* WORK INSTRUCTION:
Write out the full listing again, exactly as it stands.

* DATA SUPPLIED:

== Segment start ==

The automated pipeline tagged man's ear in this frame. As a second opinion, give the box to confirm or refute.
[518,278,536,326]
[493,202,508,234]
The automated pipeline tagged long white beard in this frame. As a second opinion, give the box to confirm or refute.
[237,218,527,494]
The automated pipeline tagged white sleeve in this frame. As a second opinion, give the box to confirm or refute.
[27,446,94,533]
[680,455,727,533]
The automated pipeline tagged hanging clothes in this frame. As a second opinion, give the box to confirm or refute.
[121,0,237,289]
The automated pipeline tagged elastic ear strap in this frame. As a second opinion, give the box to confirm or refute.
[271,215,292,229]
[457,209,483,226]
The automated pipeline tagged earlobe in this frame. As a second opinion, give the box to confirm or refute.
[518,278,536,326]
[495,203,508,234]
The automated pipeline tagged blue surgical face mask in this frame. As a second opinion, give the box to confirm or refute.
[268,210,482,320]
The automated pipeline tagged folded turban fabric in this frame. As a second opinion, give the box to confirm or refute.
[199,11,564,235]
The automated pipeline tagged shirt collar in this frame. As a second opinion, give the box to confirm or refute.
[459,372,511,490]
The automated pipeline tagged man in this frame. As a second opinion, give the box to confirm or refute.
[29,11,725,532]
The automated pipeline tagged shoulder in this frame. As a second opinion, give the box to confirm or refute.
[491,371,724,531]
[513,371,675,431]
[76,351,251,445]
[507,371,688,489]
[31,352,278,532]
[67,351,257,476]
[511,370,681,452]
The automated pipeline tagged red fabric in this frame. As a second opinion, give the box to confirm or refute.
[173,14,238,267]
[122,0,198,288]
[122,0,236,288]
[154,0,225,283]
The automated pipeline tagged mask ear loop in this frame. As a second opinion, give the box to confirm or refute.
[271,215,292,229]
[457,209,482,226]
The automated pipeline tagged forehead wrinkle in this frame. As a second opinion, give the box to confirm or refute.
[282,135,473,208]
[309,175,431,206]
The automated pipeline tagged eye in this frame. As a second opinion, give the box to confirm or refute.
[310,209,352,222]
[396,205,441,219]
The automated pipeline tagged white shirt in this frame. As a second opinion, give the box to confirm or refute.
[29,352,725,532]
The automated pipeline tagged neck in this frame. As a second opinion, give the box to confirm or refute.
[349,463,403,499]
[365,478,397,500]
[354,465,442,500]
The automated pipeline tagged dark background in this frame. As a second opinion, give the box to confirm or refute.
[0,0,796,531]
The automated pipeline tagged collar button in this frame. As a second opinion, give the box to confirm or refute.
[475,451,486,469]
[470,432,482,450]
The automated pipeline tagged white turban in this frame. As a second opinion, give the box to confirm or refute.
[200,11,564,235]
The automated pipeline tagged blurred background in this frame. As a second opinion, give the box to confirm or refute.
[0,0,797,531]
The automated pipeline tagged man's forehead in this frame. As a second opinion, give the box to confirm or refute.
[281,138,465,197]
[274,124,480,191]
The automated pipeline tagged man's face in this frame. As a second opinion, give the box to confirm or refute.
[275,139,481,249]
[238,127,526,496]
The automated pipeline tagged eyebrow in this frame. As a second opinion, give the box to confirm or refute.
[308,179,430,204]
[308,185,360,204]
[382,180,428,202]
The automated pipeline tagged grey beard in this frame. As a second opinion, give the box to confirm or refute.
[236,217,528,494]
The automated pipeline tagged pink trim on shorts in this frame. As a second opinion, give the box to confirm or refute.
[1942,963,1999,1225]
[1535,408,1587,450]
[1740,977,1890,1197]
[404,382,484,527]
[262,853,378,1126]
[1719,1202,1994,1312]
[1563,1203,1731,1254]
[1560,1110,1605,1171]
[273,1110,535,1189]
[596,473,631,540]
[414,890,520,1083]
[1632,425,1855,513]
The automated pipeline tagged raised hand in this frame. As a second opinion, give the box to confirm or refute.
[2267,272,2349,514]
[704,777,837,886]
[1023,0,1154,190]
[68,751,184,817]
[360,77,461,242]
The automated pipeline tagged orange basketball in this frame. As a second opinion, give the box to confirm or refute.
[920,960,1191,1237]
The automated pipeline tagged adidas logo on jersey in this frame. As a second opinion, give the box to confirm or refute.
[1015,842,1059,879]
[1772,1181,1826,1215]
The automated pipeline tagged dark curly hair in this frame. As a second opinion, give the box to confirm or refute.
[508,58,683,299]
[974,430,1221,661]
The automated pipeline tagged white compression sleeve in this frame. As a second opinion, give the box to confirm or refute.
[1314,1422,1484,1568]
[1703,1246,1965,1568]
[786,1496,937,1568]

== Segment end ==

* TASK SOLUTION:
The automated pipeline tagged man's ear in this frame. As a second opinion, give the box to confirm or refute.
[518,278,536,326]
[493,202,508,234]
The automated pipeline tagged long white beard in this frame. As a second opinion, give the box to confirm or refute.
[237,218,527,494]
The automated pipeline tagged white sleeve in this frame. As a second opinion, give the box to confirm or refute.
[27,446,94,533]
[680,455,727,533]
The automated pipeline tagged hanging clothes in this frame. As a second opinion, give the box to confirm or refute.
[121,0,237,289]
The automated pipeline tagged elastic ear strap in this frame. As a second opinion, give the box to confirm or refute.
[271,215,292,229]
[457,209,483,226]
The automated pipeline tagged earlobe in this frame. As a second opinion, give the box to confirm or refute.
[518,278,536,326]
[495,203,508,234]
The automated pipeline tagged blue surgical face mask in this frame. As a second opinion, give the box to confirm or refute.
[268,210,482,320]
The automated pipeline tagged folded turban fabric in this frame. As a second opinion, give the box to confirm or refute.
[199,11,564,235]
The automated pipeline tagged shirt collar in this frame. As a second opinion, give the box to confirm or refute.
[459,372,511,490]
The automated pipeline tagged man in this frame. As a second opinion, give the box to confirm or refute.
[29,11,725,532]
The automated pipeline tagged shoulder in this frame. As a second opinion, give the box to confirm or refute.
[491,371,724,531]
[513,371,675,431]
[76,351,251,445]
[507,371,688,489]
[31,352,278,532]
[67,351,257,476]
[511,370,681,452]
The automated pipeline tagged red fabric in this frame. As a second opinion, give the box to confirm or refute.
[173,14,238,267]
[122,0,198,288]
[122,0,236,288]
[154,0,225,283]
The automated pipeline tagged mask ear loop in this frame. As a second opinion, give the box to confirm or refute.
[271,215,292,229]
[457,209,482,226]
The automated pipeline tagged forehead wrinkle in this frame. As a second opinion, give the box to confirm or refute.
[282,135,473,208]
[309,175,431,206]
The automated pipeline tagged eye in this frame. As a second opinion, give the box to confirm or refute.
[310,209,352,222]
[396,205,441,219]
The automated pipeline tagged white shirt in this frame. As a second opinion, give the box to confirm or refute.
[29,352,725,532]
The automated pipeline tagged neck in this frame. As a second opinion, give the box to confirm or refute.
[349,463,403,499]
[365,478,397,500]
[354,465,442,500]
The automated pipeline tagged dark background in this frame. As a second opinion, give the box to confirm or refute.
[0,0,796,531]
The automated pipeline tagged collar button in this frame. As a second opinion, give the box to confirm or refute.
[475,451,486,469]
[470,432,482,450]
The automated pipeline tagged white turban in this frame. As a second opinion, give the box to confirm or refute.
[200,11,564,235]
The automated pipeline tagged blurred background in this frame. As a second opinion, give the box to confirm or refute.
[0,0,797,531]
The automated pipeline tagged man's forehead in this frame. As a second opinion, give the box to confirm or refute.
[281,138,465,197]
[274,124,480,191]
The automated pipeline tagged man's face in this frame. As a second opinion, give the box to confirm or refute.
[275,139,481,249]
[238,127,526,496]
The automated pipeline tagged eyebrow in this frame. As a second opinion, give the box to confirm or refute.
[308,179,430,204]
[308,185,360,204]
[382,180,428,202]
The automated pipeline tagged grey beard in this frame. As a second opinion, give the box to confirm or refute.
[236,217,528,494]
The automated pipeline tagged pink trim on shorts in this frame. As a second opinion, give the box to confirm or refute.
[1942,963,1999,1225]
[1535,408,1587,450]
[1740,977,1890,1197]
[404,382,484,527]
[262,853,378,1126]
[1719,1202,1994,1312]
[1563,1203,1731,1254]
[1560,1110,1605,1171]
[273,1110,535,1189]
[596,473,631,540]
[414,890,520,1083]
[1632,425,1855,513]
The automated pipeline tagged raised hand in this frame. As a second opinion, give the box to confirm or refute.
[2267,272,2349,514]
[704,777,837,886]
[1023,0,1154,190]
[68,751,184,817]
[360,77,461,242]
The automated pipeline tagged orange basketball in this frame. As a second opinion, give the box to confirm or refute.
[920,960,1191,1237]
The automated pipeline tagged adidas logo on jersey in this frame. As a second opinion, give the box to confirm or refute.
[1015,842,1059,879]
[1772,1181,1826,1215]
The automated pipeline tagged dark curly hair in this frame. As a second opinion, give the box to confirm or refute.
[508,58,683,299]
[974,430,1221,661]
The automated pipeline tagged white compression sleeve in this frame. As a second opinion, give the box to confirm or refute.
[1314,1422,1484,1568]
[1703,1246,1965,1568]
[786,1496,937,1568]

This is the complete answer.